I'll start with my suggestions:

Book: Harold McGee On Food and Cooking - This is like a encyclopaedia for science in cooking, which I find totally fascinating. McGee was one of the earliest pioneers of a scientific approach to cooking. If you're using a particular technique in the kitchen you can read for this book and understand what is happening. Good old Heston is often quoted as saying that McGee is one of his mentors and this book is one of his favourites.

Book: The Family Meal: Home Cooking with Ferran Adria - Adria is regarded by many as the best chef in the world. He ran El Bulli until it closed last year to become a cooking school. I'm not normally a fan of this style of cookbook, but rather than this being a normal recipe book with the ingredients and process written down and a photo of the finished dish, this has a photograph showing every step of the process along the way. The pictures are excellent and I think this is the best recipe-style book I've seen.

» Exercise objective
Please transcribe the stretch of the book recommendations above from "Book: Harold McGee" through "of his favourites.".

[Location identification entries]

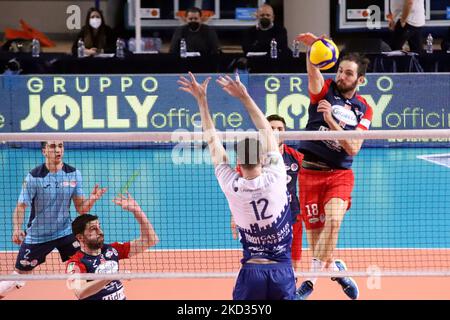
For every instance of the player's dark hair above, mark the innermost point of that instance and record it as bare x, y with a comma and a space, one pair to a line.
193, 10
360, 60
80, 222
275, 117
248, 153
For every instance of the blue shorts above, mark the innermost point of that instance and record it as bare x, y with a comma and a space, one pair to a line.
265, 282
32, 255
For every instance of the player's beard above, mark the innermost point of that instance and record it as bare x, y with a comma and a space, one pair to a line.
95, 244
346, 89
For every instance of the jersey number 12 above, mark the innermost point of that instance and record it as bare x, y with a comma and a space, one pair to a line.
260, 215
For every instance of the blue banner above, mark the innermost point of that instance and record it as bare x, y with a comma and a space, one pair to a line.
114, 103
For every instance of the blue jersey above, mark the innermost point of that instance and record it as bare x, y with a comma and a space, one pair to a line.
48, 195
106, 262
349, 114
261, 209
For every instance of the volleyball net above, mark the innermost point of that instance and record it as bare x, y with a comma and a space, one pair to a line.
398, 223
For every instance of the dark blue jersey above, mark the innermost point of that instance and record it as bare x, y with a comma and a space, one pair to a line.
106, 262
349, 114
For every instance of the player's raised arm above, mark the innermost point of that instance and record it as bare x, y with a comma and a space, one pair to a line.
198, 91
148, 237
83, 205
315, 78
236, 89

» Complete answer
Book: Harold McGee On Food and Cooking - This is like a encyclopaedia for science in cooking, which I find totally fascinating. McGee was one of the earliest pioneers of a scientific approach to cooking. If you're using a particular technique in the kitchen you can read for this book and understand what is happening. Good old Heston is often quoted as saying that McGee is one of his mentors and this book is one of his favourites.